Rows:

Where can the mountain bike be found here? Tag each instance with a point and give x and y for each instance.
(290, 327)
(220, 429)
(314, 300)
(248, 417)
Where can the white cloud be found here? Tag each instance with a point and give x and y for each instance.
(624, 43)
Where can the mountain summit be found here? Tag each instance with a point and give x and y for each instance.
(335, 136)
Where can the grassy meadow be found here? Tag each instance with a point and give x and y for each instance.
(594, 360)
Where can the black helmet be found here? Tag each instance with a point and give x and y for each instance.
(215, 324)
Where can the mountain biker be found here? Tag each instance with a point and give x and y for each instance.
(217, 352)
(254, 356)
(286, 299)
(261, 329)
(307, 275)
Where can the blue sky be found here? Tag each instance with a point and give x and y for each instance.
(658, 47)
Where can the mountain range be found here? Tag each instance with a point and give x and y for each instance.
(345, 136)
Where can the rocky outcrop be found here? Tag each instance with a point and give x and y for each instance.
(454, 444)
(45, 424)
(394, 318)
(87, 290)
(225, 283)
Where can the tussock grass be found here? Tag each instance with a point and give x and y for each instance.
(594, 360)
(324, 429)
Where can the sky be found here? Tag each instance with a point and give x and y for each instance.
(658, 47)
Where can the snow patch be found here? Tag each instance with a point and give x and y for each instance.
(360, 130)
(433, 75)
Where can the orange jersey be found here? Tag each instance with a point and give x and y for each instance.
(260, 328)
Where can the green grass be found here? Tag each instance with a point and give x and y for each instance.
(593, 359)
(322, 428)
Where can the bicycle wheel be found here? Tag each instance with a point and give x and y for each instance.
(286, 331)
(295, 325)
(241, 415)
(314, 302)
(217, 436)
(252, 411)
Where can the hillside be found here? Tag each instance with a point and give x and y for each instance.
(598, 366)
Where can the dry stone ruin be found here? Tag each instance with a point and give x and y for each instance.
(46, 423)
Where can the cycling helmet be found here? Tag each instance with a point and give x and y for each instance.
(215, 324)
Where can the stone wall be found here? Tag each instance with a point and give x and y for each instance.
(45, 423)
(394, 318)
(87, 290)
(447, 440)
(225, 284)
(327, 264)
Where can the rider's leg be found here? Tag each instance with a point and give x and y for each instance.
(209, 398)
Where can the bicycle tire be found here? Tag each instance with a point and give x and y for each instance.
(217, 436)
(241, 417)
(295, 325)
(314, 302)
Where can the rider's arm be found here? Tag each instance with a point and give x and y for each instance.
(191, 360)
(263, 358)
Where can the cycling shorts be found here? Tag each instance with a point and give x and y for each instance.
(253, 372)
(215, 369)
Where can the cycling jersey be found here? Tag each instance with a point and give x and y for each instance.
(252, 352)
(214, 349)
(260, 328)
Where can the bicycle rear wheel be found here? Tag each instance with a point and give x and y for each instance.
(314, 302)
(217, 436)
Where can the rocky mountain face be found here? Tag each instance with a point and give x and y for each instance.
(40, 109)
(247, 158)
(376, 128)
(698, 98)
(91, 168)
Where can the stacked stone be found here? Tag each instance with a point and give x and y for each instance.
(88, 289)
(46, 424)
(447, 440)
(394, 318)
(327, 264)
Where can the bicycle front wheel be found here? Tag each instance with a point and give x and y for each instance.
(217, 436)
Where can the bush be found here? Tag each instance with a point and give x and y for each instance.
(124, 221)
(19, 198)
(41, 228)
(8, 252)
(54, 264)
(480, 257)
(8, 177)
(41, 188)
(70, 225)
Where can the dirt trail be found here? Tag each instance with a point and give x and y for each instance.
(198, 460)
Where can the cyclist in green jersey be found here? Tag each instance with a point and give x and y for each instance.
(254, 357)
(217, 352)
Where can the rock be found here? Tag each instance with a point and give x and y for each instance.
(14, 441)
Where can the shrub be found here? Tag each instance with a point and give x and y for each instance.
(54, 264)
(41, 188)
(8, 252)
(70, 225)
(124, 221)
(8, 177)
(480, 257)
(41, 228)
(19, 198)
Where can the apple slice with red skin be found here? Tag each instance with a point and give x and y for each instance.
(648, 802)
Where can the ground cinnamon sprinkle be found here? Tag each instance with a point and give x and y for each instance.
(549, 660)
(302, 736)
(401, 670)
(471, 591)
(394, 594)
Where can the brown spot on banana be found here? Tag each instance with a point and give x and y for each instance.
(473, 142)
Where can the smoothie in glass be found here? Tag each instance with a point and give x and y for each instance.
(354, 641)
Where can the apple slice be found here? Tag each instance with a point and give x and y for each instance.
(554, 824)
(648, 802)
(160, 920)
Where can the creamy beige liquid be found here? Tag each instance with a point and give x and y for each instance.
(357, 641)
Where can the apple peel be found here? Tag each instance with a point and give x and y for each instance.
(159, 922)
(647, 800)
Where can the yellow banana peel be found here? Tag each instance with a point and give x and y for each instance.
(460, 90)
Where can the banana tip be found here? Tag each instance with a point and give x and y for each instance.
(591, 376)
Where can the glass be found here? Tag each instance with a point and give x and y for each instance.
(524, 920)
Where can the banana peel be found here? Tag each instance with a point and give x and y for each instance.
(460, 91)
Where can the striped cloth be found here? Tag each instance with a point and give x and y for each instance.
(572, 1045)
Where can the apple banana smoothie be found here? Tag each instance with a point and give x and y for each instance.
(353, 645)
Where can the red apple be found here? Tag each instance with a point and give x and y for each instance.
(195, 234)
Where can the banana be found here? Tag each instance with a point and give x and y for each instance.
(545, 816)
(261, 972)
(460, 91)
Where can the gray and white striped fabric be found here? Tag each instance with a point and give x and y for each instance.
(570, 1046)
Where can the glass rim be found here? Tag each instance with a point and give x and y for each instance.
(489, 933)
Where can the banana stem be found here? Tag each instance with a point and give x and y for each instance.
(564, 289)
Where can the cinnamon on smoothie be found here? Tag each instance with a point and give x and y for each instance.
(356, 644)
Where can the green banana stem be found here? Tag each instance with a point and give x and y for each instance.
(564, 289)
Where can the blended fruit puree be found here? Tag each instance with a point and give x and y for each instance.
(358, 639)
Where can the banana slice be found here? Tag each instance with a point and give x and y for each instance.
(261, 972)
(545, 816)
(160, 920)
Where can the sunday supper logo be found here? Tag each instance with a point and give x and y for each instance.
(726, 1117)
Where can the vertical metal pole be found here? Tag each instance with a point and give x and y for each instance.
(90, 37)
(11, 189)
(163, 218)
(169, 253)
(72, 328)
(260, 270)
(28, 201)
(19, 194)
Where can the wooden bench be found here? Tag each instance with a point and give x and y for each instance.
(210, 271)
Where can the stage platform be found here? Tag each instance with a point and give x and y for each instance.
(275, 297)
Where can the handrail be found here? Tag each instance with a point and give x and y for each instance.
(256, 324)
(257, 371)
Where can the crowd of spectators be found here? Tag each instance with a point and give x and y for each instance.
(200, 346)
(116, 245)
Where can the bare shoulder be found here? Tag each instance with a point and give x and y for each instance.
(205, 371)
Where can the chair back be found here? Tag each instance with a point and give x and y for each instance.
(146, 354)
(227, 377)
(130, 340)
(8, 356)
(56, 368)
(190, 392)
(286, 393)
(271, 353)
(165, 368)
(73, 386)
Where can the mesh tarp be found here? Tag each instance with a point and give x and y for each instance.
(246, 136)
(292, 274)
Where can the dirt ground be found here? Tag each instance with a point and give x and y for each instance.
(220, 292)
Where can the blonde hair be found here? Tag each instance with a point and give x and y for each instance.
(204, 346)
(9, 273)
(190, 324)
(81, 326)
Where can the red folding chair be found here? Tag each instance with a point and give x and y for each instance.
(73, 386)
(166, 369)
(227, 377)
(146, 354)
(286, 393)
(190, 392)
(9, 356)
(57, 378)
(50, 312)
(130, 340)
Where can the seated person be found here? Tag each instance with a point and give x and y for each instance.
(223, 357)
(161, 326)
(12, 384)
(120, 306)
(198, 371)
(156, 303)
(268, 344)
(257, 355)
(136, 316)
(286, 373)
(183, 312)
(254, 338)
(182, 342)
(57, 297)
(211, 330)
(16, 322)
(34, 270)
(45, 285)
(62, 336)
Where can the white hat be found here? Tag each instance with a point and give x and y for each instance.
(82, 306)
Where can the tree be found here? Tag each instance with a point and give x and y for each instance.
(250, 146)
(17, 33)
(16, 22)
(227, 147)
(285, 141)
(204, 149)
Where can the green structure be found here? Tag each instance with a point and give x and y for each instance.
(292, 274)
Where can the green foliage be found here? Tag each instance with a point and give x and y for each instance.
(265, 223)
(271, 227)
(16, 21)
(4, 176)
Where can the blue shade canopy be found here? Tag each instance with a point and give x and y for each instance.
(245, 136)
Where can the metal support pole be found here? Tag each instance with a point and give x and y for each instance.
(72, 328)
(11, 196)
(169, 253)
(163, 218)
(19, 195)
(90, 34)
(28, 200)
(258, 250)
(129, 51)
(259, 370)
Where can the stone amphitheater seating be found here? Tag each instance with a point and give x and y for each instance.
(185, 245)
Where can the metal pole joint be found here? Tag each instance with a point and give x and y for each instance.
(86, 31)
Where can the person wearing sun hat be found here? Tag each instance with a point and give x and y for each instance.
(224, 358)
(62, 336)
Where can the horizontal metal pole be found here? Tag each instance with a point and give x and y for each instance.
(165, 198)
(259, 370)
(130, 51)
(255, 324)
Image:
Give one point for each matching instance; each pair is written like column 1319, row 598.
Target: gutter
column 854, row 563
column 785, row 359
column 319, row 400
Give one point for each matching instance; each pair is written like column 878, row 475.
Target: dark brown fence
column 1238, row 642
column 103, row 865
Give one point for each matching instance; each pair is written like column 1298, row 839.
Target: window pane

Work to be completed: Give exactly the lines from the one with "Where can the white hat" to the end of the entries, nothing before them.

Result of this task:
Where can the white hat be found here? Tag each instance with a point and give x and y for each instance.
(82, 306)
Where can the tree be found here? Tag each instance with a point and give x and y for each instance.
(250, 146)
(17, 33)
(16, 22)
(227, 147)
(285, 141)
(204, 149)
Where can the green structure be found here? Tag each instance with a point and give x and y for each instance.
(292, 274)
Where can the green foliage be found here? Tag each instance with a point and give x and y for each instance.
(265, 223)
(271, 227)
(16, 21)
(4, 176)
Where can the blue shade canopy be found here? Tag each instance with a point and give x and y for each instance.
(245, 136)
Where can the metal support pole be found here? Tag each instance with a point and give x and y for each instance.
(72, 328)
(11, 196)
(169, 253)
(163, 218)
(19, 195)
(90, 34)
(28, 200)
(258, 250)
(129, 51)
(259, 370)
Where can the stone amphitheater seating be found here? Tag each instance with a point and give x and y for each instance.
(185, 245)
Where can the metal pole joint be found here? Tag each instance with a point and give x and y for each instance.
(86, 31)
Where can the person wearing sun hat be found here? Tag each instance with a point and give x and y for each instance.
(224, 358)
(62, 336)
Where can the horizontal metal pole be found here? Tag each instance with a point and give x and y for each instance.
(165, 198)
(259, 370)
(130, 51)
(255, 324)
Image:
Give one point for each matching instance; each pair is written like column 1319, row 598.
Target: gutter
column 854, row 563
column 785, row 359
column 319, row 400
Give one point for each matching instance; each pair is written like column 878, row 475.
Target: dark brown fence
column 1238, row 642
column 103, row 865
Give one point for each matching instance; each pair is written like column 1298, row 839.
Target: window pane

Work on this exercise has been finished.